### What is expected
Print the line that contains "the dog's eye" and every line after it through the last line of the records below, exactly as written and nothing else.

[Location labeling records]

>>>>>

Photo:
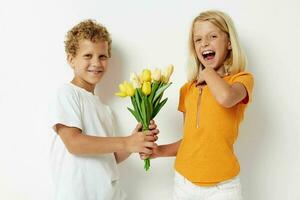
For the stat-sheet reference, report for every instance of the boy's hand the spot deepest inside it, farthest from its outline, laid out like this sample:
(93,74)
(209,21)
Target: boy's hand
(153,129)
(141,141)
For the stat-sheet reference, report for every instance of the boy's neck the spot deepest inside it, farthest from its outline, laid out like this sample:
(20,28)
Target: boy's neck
(83,84)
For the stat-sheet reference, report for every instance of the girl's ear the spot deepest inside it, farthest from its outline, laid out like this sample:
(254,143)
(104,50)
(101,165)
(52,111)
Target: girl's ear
(229,45)
(70,60)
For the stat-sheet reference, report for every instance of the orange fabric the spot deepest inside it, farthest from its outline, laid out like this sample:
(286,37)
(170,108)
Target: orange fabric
(206,155)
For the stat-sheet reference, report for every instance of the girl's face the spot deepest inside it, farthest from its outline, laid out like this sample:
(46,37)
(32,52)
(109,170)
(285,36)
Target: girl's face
(211,44)
(90,63)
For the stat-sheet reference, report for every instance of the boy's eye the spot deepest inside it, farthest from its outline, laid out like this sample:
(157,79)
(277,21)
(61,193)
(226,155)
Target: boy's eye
(198,40)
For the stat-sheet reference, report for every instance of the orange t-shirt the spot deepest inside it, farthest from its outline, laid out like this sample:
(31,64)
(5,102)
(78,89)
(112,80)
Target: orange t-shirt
(206,155)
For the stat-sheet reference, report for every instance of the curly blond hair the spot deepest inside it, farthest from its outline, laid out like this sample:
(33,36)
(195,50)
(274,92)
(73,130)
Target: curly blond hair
(87,29)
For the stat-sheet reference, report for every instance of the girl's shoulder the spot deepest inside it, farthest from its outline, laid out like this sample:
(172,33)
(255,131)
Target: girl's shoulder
(241,75)
(187,85)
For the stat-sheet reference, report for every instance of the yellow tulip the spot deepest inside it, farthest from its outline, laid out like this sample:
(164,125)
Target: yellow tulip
(129,89)
(167,73)
(121,94)
(135,80)
(156,75)
(146,75)
(146,88)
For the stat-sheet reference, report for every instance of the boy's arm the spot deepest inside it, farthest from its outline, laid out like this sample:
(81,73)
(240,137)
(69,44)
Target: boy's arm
(166,150)
(81,144)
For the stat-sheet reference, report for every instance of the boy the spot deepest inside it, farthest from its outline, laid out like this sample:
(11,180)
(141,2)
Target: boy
(84,151)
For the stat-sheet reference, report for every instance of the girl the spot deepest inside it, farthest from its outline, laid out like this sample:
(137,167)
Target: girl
(213,102)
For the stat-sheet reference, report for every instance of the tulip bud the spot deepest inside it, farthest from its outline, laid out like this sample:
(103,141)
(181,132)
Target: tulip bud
(129,89)
(135,80)
(146,88)
(156,75)
(146,75)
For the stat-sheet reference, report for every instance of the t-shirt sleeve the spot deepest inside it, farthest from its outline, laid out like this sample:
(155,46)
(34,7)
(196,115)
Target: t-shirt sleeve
(247,80)
(65,109)
(182,94)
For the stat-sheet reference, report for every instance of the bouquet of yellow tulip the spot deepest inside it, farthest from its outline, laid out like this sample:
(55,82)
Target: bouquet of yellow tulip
(146,92)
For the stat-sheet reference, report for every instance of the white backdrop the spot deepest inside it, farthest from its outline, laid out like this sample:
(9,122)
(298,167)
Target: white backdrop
(148,34)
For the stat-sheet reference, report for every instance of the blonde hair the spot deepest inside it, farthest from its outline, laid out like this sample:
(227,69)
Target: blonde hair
(236,59)
(88,29)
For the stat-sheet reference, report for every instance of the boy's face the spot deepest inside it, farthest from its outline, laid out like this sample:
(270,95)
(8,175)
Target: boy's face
(89,64)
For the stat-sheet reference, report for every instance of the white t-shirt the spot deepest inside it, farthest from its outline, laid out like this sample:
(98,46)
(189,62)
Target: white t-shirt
(83,177)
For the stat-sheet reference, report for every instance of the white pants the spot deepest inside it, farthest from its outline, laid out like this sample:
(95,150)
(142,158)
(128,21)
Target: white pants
(186,190)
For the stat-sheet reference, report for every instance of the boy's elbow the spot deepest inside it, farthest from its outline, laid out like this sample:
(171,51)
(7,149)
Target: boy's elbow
(72,146)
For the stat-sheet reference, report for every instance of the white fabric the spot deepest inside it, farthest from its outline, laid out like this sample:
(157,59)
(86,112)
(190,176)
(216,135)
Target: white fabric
(82,177)
(186,190)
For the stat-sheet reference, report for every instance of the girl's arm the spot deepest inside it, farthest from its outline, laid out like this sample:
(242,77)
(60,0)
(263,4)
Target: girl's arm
(227,95)
(81,144)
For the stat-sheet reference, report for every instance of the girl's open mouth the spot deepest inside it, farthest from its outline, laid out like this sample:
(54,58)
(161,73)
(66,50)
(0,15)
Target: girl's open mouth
(208,55)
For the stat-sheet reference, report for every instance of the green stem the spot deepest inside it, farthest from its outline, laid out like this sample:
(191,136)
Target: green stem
(147,160)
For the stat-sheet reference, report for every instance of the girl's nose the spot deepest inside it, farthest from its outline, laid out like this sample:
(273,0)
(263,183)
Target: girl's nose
(96,63)
(204,43)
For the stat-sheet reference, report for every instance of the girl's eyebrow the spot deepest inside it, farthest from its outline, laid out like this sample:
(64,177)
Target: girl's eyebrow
(215,31)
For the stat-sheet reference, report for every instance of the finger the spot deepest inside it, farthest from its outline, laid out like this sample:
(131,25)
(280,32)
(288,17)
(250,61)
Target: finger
(149,144)
(152,126)
(155,131)
(147,151)
(144,157)
(138,127)
(150,138)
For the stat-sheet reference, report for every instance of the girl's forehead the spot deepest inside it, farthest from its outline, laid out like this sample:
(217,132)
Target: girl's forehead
(205,27)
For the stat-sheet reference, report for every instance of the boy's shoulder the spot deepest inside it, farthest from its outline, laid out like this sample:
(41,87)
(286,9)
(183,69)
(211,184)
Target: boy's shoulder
(67,90)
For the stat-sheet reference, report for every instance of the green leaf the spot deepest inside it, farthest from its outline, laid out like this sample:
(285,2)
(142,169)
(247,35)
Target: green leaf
(161,90)
(134,114)
(157,108)
(143,113)
(154,88)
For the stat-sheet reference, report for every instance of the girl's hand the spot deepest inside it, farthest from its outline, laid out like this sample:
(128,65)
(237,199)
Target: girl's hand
(156,152)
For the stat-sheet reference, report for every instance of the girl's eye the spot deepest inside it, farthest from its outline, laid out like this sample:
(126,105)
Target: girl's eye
(87,56)
(103,57)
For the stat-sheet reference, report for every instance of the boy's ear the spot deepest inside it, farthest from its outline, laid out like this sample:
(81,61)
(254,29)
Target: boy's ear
(70,60)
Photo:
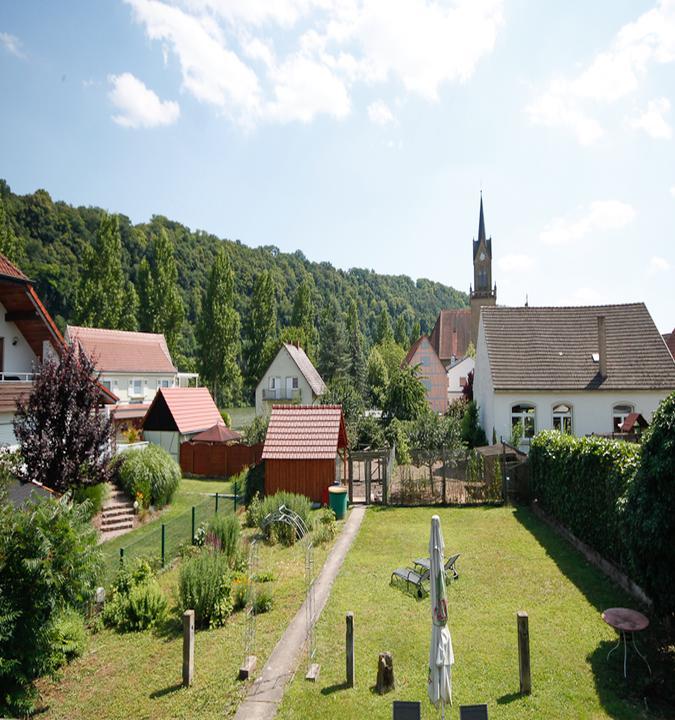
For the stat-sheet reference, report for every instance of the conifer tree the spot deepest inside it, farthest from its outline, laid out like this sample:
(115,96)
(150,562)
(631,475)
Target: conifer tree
(219,334)
(357,357)
(102,289)
(162,309)
(262,327)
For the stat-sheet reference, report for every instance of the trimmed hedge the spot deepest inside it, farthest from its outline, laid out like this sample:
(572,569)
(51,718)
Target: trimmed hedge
(580,482)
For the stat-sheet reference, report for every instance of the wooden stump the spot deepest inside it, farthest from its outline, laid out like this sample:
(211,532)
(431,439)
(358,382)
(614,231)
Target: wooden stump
(385,673)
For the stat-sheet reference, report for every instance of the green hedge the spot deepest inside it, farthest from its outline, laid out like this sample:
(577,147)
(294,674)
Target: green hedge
(580,482)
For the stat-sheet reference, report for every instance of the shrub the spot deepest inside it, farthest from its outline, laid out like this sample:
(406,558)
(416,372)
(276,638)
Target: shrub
(648,511)
(204,586)
(579,481)
(224,533)
(95,495)
(281,532)
(136,601)
(49,562)
(150,471)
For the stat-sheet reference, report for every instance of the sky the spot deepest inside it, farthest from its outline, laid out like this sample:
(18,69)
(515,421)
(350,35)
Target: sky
(362,132)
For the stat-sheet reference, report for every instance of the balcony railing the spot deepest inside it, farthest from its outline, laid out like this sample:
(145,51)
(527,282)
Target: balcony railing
(282,394)
(17,377)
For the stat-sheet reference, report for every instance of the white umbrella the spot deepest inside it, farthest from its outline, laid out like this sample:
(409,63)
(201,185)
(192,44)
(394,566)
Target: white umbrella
(441,657)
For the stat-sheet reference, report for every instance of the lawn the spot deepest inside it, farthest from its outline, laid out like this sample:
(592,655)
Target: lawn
(137,675)
(146,539)
(509,561)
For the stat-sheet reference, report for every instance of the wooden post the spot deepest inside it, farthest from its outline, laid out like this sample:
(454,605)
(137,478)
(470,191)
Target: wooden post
(350,649)
(188,647)
(524,652)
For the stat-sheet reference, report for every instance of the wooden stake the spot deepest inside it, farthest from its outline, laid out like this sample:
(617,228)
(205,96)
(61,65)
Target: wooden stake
(188,647)
(524,652)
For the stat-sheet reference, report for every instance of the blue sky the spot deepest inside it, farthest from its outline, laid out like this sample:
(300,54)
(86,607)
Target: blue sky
(361,131)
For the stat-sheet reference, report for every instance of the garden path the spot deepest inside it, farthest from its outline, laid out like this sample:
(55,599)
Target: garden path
(266,692)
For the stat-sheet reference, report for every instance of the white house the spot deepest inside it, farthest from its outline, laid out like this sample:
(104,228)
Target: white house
(290,377)
(581,370)
(28,335)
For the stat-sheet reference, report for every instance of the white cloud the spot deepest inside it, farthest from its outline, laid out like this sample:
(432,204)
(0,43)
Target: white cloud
(12,44)
(138,105)
(228,60)
(614,74)
(379,113)
(516,263)
(600,216)
(658,264)
(652,120)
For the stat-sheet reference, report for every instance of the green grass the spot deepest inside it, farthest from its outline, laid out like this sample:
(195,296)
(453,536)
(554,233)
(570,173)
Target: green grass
(509,561)
(138,675)
(146,540)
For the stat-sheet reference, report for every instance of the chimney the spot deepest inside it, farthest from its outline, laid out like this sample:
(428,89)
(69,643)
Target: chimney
(602,346)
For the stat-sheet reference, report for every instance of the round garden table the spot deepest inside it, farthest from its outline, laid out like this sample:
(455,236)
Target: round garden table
(626,622)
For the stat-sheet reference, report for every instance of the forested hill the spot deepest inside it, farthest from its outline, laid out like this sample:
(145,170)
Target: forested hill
(50,239)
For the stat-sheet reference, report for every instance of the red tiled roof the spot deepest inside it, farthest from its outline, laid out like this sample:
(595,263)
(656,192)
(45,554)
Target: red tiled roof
(8,269)
(452,333)
(192,409)
(306,367)
(124,351)
(218,433)
(305,432)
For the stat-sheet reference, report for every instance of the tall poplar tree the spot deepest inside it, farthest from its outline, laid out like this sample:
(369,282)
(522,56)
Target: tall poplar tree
(162,308)
(103,292)
(219,334)
(262,331)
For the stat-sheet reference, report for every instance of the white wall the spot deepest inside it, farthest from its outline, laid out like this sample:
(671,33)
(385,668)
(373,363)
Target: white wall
(283,366)
(459,370)
(120,384)
(18,358)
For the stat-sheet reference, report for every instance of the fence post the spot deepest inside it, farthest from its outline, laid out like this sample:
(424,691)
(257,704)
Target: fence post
(524,652)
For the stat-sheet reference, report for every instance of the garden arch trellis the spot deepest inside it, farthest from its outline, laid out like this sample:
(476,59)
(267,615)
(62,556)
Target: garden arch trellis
(288,517)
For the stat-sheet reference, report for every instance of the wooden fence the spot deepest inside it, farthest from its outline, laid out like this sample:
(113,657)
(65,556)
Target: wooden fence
(217,459)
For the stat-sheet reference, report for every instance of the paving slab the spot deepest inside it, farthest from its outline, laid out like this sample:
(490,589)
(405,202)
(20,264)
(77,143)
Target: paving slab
(266,692)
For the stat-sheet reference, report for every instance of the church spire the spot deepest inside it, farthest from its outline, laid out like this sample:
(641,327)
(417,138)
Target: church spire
(481,221)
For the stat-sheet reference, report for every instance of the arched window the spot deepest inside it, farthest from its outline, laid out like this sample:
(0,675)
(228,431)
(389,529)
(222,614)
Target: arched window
(524,414)
(562,418)
(619,414)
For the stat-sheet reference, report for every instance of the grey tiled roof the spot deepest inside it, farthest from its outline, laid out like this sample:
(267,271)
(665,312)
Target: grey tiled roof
(550,348)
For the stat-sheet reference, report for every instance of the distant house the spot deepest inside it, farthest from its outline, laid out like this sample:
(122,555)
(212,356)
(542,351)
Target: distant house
(178,414)
(133,365)
(431,372)
(581,370)
(305,449)
(290,377)
(28,335)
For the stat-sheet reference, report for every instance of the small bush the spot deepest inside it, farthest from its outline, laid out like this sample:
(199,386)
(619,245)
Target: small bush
(136,602)
(150,471)
(204,586)
(263,602)
(281,532)
(94,494)
(224,533)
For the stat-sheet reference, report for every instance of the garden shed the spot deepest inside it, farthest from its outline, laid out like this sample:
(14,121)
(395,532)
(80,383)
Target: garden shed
(305,449)
(178,414)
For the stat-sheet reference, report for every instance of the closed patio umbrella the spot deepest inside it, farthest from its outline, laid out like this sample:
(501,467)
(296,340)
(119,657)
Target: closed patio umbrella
(441,657)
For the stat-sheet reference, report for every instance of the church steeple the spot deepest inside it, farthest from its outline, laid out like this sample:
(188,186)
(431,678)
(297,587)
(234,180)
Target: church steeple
(482,292)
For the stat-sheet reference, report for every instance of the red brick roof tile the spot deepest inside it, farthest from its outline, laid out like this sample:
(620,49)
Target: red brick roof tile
(305,432)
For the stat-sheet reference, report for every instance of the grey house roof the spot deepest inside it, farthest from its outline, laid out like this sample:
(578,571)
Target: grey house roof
(551,348)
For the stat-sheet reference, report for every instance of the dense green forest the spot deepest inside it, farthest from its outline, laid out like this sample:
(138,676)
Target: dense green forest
(166,268)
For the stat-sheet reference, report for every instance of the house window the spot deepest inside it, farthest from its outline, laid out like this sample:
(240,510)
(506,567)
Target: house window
(619,414)
(525,415)
(562,418)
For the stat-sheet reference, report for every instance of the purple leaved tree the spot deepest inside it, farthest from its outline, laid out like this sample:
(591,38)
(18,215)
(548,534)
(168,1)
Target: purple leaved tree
(65,437)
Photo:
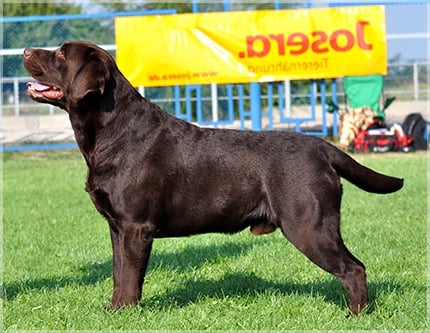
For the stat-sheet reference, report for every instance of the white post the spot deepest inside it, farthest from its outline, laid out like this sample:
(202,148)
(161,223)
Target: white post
(287,93)
(416,86)
(16,96)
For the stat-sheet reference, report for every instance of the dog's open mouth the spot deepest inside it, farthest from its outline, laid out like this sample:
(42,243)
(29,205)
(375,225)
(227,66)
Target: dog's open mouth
(41,90)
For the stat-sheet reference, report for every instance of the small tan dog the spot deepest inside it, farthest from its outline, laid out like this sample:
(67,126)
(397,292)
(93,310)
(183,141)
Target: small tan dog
(352,121)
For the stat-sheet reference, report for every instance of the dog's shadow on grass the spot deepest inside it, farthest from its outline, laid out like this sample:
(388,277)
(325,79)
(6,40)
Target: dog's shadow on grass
(235,284)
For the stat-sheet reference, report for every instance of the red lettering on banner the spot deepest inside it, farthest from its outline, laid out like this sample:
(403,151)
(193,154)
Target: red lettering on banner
(322,38)
(298,39)
(341,40)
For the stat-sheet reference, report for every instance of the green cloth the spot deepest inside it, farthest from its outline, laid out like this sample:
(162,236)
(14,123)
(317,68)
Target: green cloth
(364,91)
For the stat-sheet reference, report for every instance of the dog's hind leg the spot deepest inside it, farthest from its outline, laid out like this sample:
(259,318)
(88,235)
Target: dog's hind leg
(320,240)
(132,244)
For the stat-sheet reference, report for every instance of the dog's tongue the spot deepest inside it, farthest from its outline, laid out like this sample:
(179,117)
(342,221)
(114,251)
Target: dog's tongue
(38,86)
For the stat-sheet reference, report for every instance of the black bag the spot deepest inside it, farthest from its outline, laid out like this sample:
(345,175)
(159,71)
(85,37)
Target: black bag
(415,126)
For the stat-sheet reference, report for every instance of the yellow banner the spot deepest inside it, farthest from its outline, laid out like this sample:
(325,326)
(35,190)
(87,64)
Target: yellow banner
(257,46)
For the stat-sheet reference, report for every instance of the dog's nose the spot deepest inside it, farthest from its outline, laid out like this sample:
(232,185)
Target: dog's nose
(27,52)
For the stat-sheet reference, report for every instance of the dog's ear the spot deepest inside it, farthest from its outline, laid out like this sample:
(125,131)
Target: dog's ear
(90,78)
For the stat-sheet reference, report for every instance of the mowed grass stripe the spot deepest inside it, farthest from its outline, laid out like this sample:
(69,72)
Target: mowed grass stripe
(57,261)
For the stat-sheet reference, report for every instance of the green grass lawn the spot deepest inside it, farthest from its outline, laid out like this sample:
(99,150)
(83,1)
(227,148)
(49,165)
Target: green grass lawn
(57,261)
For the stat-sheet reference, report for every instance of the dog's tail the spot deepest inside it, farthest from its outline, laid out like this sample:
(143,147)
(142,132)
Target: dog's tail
(363,177)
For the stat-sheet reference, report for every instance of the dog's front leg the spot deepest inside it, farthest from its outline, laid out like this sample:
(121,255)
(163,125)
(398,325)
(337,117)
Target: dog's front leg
(131,243)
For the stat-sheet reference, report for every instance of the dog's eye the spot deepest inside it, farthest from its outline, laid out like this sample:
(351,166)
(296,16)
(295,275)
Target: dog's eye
(60,54)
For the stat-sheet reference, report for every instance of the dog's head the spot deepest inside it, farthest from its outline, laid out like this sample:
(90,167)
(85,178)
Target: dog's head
(68,75)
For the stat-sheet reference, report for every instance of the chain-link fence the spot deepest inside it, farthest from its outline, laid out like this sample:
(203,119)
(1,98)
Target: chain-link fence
(406,78)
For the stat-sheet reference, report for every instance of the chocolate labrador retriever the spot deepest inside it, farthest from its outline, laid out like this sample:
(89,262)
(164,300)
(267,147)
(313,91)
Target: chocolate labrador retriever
(152,175)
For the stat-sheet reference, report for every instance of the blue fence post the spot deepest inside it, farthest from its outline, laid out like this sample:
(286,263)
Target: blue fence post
(255,107)
(334,99)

<<<<<

### Expected output
For the stat-sheet reference, report for every instance of the dog's eye the spot deepest inside it, farthest from its outline, laid out like this sample:
(351,166)
(296,16)
(295,275)
Target: dog's eye
(60,54)
For the stat-sheet reference, report for every instance of the dog's head the spot deepest inside it, farthest from its outline, laid out like this sample:
(90,167)
(85,178)
Target: dog's head
(68,75)
For the stat-sheet reference, report for every instance of the chain-link fence the spot deepest inside it, farthest from its outline, laid out like this sample:
(203,119)
(1,98)
Target: chain-link fence
(406,78)
For the stat-sheet reference, report for every instance of the chocolate labrador retriever the spot deepest inside it, farthest from its outline, laid out like this sample:
(89,262)
(164,300)
(267,147)
(313,91)
Target: chocolate labrador retriever
(152,175)
For the stat-sheet reference, report for every instance of the blue fence post the spot deepest inside it, farthest from its outline, laid out like this sample:
(286,263)
Target: blue fence post
(255,107)
(334,99)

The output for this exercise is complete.